---------- Sezione testo ----------
Già l’infanzia del piccolo Fon è tutto un programma. Sua madre Olga Leighton era irlandese mentre suo padre era stato ministro dell’istruzione, sindaco di Madrid e padrino di battesimo del figlio del re Alfonso XIII di cui era amico personale e in onore del quale scelse il nome Alfonso per proprio unico figlio maschio. Era eroe di guerra, sportivo e occasionalmente attore, Antonio Cabeza de Vaca morì nel 1941 a causa di un malore mentre partecipava ad una partita di polo. Suo figlio Alfonso nacque a Londra nel 1928, ma visse tutta la giovinezza a Biarritz, in Francia: la sua famiglia aveva infatti scelto l’esilio volontario alla destituzione del re nel 1931 durante la Rivoluzione Spagnola.

Alfonso, che ovviamente non aveva alcun problema né di tempo né di soldi, si rivelò ben presto uno strepitoso sportivo “all-around”: a Biarritz possedeva dei cavalli e la famiglia gli permise di allestire una scuderia in proprio. Partecipò ad alcune gare ippiche fra gentiluomini e da lì iniziò una incredibile ascesa: a vent’anni divenne uno dei più forti fantini dell’epoca protagonista in Francia ed Inghilterra. Nel solo 1951 disputò circa cento corse vincendone trenta e conquistando il campionato per gentleman-driver, cosa che si ripeté anche nei due anni successivi.

Partecipò due volte alla più celebre ed ardimentosa corsa ad ostacoli, il Grand National Trophy di Aintree, ma lasciò l’ippica quando si rese conto “che non era abbastanza pericolosa!”. Prese il brevetto di volo negli Stati Uniti a 17 anni, ma gli fu ritirato dalle autorità quando per una scommessa passò col suo velivolo sotto un ponte. Divenne nuotatore di livello internazionale, soprattutto nella specialità del gran fondo. Si cimentò con successo nel polo e nell’atletica leggera.

Nel 1955 prese una “sbandata” per il bob e fondò la Federazione Bobbistica Spagnola: partecipò nel bob a due ai Giochi Olimpici invernali di Cortina d’Ampezzo del 1956 finendo incredibilmente quarto e l’anno successivo prese parte ai Campionati Mondiali di St. Moritz conquistando addirittura la medaglia di bronzo battuto solo dal grande Eugenio Monti e dall’americano Tyler, pochi giorni prima del suo incidente mortale. Detenne per anni il record assoluto di discesa con lo slittino ventrale – lo skeleton – dal mitico toboga naturale “Cresta Run” di St. Moritz. E poi, naturalmente, un giorno si innamorò del rumore di un motore.
---------- Sezione dati ----------
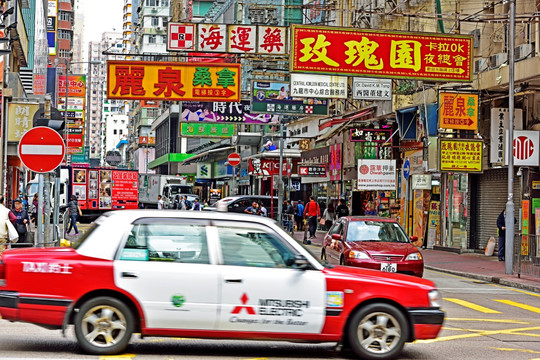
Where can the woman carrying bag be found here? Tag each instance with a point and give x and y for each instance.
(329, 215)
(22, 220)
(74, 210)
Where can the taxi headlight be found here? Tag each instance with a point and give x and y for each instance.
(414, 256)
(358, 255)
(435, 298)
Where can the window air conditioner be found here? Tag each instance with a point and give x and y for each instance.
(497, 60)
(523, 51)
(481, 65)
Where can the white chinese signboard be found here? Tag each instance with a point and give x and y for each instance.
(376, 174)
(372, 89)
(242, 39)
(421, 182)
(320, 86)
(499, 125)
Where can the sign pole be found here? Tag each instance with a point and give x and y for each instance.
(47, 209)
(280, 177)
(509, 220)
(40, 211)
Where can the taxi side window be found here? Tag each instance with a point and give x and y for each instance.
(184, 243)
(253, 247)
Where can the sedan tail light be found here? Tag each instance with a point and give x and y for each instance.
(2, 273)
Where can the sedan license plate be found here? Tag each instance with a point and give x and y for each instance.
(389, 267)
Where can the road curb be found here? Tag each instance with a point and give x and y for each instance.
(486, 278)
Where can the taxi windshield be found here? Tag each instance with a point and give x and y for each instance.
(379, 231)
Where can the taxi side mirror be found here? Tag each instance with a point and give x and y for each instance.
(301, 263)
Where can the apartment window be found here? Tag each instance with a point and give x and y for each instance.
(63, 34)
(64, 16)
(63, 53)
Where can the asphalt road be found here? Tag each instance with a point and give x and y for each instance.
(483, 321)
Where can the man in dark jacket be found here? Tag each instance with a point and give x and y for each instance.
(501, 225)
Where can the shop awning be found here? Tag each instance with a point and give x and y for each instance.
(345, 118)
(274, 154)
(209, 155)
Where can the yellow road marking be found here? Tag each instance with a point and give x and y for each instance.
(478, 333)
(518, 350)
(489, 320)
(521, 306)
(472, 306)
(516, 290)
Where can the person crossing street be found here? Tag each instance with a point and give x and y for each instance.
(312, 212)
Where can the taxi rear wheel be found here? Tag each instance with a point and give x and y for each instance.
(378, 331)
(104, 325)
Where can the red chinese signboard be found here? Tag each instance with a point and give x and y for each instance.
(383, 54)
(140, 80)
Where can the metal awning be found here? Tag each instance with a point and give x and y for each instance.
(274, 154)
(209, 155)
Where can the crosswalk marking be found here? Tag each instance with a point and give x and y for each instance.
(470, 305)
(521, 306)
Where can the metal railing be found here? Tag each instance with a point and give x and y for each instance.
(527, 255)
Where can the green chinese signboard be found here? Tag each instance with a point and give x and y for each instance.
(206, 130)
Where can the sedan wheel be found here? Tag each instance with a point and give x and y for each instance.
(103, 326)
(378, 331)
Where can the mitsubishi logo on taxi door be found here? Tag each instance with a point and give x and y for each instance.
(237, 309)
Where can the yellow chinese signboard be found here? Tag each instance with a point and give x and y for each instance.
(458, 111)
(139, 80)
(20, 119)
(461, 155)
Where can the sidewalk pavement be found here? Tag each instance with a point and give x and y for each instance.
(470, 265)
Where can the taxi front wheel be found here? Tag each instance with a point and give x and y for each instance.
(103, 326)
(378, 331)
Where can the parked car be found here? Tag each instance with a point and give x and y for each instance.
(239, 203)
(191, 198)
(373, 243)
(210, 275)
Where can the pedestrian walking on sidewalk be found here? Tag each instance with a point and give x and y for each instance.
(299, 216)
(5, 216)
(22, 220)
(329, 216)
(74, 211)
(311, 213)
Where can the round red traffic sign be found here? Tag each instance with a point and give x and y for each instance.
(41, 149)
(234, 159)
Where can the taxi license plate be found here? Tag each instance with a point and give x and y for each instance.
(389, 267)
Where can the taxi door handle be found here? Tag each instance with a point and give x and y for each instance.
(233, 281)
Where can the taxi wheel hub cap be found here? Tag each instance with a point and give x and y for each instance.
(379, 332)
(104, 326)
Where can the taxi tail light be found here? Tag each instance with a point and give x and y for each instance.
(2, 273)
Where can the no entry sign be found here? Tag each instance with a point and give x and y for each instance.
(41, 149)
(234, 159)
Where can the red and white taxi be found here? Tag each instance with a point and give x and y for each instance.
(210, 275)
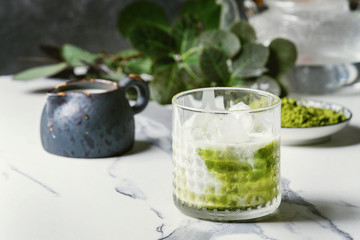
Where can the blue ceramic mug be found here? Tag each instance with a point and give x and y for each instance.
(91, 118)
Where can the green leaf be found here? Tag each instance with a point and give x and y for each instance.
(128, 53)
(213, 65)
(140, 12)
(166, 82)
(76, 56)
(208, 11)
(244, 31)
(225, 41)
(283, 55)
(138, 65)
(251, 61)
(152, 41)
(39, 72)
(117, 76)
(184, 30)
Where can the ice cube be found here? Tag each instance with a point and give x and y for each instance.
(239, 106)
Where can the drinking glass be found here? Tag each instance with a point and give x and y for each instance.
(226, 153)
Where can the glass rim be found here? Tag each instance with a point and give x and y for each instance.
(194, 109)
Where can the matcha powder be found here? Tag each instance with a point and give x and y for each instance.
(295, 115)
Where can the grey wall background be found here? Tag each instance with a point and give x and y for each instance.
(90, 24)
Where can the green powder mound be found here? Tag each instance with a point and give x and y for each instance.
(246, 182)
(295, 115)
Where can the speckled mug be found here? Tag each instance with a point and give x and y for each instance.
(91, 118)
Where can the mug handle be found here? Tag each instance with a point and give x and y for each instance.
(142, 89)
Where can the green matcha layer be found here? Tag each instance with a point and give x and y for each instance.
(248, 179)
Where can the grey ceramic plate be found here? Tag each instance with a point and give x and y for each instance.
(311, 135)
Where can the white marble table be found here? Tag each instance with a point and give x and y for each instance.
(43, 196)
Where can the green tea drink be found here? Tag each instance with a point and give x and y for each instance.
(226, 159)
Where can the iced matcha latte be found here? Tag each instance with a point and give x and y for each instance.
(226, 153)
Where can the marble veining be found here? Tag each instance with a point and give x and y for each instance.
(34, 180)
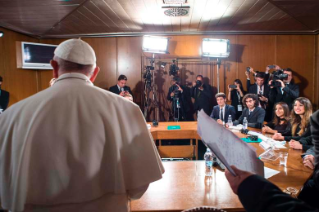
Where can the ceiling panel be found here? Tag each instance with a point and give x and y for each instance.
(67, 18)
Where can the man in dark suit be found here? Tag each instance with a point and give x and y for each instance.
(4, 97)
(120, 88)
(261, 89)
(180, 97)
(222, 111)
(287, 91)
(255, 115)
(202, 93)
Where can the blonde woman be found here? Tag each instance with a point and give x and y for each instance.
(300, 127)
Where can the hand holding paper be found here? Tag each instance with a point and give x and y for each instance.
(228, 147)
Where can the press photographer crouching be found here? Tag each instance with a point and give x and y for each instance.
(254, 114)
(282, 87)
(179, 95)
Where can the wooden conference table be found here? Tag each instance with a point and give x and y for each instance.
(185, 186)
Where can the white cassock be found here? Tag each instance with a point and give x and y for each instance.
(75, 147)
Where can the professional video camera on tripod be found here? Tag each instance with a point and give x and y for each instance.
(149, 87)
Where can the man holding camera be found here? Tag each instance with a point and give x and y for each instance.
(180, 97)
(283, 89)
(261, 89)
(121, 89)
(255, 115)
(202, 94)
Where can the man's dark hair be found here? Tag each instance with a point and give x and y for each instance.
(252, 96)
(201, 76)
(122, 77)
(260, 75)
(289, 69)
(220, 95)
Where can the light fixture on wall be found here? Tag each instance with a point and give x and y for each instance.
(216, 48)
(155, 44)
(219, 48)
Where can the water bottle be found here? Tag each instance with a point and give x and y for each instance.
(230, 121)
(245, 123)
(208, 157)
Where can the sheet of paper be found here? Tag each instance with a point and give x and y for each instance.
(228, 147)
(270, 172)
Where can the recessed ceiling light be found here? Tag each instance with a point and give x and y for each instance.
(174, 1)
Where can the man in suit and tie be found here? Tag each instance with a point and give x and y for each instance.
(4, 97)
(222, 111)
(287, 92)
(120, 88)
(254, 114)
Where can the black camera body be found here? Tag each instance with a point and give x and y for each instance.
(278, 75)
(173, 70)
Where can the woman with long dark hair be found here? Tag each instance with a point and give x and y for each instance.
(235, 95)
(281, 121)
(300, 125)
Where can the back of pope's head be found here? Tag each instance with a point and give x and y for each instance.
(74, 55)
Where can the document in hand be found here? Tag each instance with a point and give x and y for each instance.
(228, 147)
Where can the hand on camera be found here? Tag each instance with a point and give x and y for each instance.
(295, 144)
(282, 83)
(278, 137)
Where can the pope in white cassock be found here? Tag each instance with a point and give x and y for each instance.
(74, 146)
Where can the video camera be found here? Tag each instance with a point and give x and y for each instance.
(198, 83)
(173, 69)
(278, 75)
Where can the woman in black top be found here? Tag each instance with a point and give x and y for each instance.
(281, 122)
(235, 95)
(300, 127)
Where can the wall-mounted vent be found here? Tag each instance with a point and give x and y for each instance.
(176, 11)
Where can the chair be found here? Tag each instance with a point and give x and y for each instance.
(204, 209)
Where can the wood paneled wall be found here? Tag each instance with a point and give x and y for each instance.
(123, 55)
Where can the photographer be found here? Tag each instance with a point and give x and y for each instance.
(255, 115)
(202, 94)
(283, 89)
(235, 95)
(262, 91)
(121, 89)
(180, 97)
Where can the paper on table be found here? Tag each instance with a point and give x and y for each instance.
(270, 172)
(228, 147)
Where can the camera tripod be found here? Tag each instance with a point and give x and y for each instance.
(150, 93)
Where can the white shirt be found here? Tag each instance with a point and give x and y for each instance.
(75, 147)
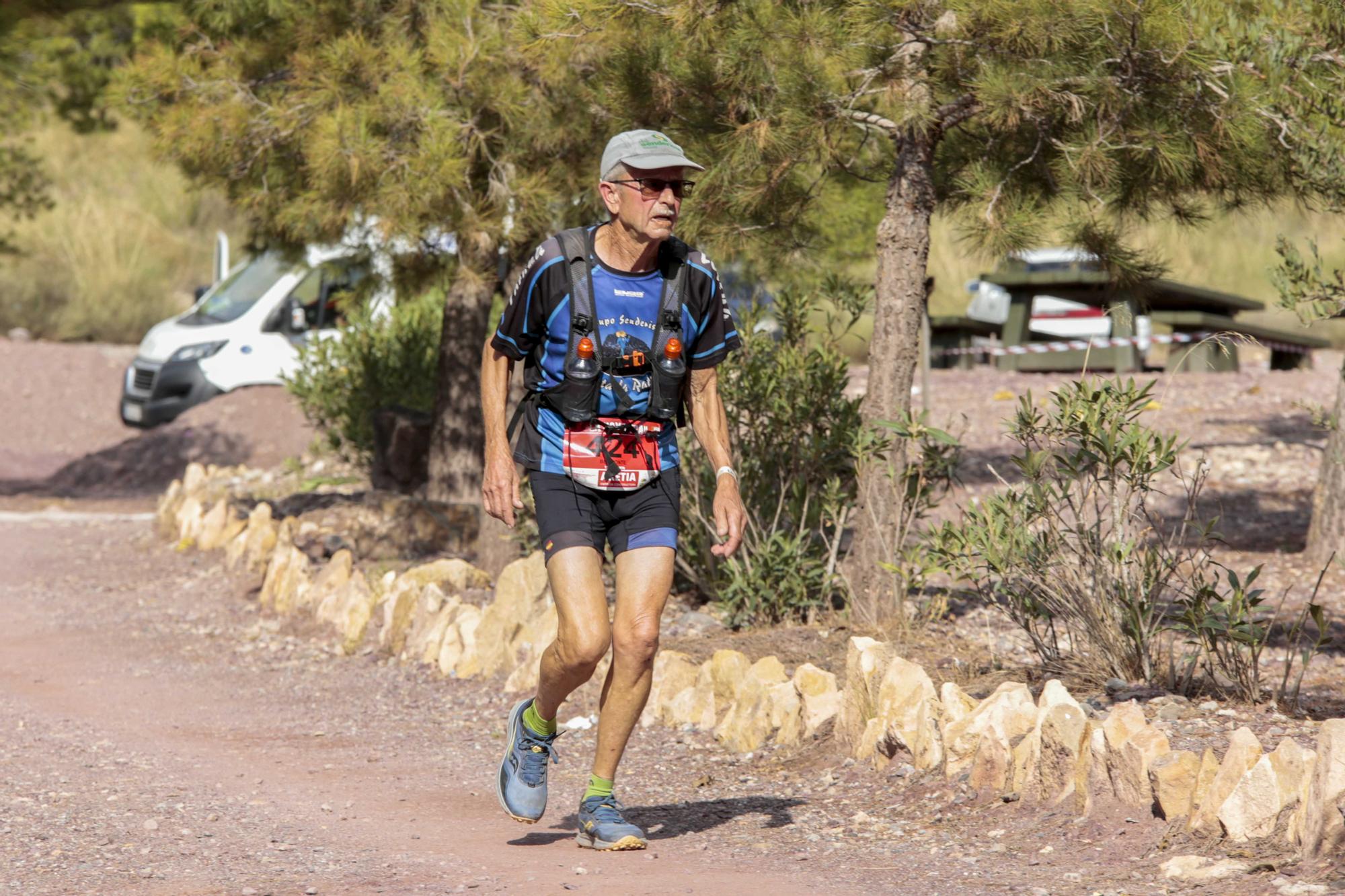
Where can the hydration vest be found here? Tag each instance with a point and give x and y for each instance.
----------
[Compiti]:
1/ Secondo il testo sulla vita di Alfonso, in quale città e in che anno nacque?
2/ Riscrivi il passo del testo sulla vita di Alfonso compreso tra "Nel 1955 prese" e "di un motore.", estremi inclusi, sostituendo "quarto" con "quinto".

[Soluzioni]:
1/ A Londra, nel 1928.

2/
Nel 1955 prese una “sbandata” per il bob e fondò la Federazione Bobbistica Spagnola: partecipò nel bob a due ai Giochi Olimpici invernali di Cortina d’Ampezzo del 1956 finendo incredibilmente quinto e l’anno successivo prese parte ai Campionati Mondiali di St. Moritz conquistando addirittura la medaglia di bronzo battuto solo dal grande Eugenio Monti e dall’americano Tyler, pochi giorni prima del suo incidente mortale. Detenne per anni il record assoluto di discesa con lo slittino ventrale – lo skeleton – dal mitico toboga naturale “Cresta Run” di St. Moritz. E poi, naturalmente, un giorno si innamorò del rumore di un motore.